_Supplied information_
☆ ☆ ☆ ☆ ☆ ☆ ☆

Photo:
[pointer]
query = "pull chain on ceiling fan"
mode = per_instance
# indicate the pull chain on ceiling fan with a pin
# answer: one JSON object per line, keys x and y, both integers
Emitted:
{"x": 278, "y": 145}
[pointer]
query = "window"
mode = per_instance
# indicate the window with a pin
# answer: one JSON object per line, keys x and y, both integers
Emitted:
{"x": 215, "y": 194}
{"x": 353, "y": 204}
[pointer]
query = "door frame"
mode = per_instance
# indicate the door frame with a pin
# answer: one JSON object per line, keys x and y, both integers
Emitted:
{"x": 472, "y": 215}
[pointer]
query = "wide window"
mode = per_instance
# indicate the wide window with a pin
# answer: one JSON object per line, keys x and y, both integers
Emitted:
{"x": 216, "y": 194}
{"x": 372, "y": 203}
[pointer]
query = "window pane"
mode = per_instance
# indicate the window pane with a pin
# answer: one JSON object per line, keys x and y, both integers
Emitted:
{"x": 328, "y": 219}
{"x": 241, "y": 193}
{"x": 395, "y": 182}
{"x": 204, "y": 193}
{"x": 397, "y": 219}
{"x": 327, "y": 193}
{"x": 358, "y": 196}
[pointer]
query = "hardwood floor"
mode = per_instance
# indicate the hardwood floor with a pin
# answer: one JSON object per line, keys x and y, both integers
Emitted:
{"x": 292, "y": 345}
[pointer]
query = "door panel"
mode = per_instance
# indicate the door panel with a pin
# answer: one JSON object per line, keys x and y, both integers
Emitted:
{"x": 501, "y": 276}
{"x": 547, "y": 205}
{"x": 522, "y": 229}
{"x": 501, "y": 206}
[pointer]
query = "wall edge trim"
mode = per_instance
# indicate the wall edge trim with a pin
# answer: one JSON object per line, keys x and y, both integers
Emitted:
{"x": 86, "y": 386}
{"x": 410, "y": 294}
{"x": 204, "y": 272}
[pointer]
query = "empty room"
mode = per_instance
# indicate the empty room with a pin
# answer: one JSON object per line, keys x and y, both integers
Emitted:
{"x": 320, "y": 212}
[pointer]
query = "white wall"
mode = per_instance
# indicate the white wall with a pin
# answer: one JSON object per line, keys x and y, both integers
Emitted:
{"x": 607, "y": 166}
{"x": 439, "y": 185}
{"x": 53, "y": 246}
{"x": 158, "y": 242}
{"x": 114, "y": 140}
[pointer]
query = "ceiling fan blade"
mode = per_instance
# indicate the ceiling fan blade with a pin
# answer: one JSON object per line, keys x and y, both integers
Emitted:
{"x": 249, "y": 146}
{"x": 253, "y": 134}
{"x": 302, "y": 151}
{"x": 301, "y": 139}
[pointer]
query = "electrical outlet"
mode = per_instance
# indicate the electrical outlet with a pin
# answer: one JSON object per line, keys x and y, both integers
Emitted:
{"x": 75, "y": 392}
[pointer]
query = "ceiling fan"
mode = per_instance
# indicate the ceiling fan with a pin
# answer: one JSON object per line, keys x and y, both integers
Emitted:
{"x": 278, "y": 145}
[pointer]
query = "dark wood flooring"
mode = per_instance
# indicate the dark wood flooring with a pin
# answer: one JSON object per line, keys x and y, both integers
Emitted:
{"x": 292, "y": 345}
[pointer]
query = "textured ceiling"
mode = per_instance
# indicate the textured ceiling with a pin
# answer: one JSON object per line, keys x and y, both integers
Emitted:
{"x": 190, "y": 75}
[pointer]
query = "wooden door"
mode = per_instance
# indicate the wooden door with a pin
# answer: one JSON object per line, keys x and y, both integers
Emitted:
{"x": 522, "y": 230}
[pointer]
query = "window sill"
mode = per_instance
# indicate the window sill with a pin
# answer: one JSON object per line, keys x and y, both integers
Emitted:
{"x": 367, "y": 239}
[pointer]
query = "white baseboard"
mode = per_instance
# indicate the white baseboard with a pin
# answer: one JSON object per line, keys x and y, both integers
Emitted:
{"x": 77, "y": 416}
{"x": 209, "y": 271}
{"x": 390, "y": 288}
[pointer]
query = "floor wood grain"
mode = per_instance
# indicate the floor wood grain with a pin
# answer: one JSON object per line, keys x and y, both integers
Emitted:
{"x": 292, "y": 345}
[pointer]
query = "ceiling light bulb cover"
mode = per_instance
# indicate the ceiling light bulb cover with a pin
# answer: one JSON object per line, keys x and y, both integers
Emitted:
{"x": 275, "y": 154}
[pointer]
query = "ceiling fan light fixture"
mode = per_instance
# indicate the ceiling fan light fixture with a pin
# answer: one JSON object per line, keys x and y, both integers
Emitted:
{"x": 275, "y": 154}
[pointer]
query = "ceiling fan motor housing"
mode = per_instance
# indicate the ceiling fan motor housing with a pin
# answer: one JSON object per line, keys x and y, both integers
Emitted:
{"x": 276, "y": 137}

☆ ☆ ☆ ☆ ☆ ☆ ☆

_Problem to work on_
Only lines holding the string "white" are wanted; gather each one from the entries above.

_Response to this exercise_
query = "white wall"
# indicate the white wall with a pin
query = "white baseboard"
# indicate the white baseboard with a pin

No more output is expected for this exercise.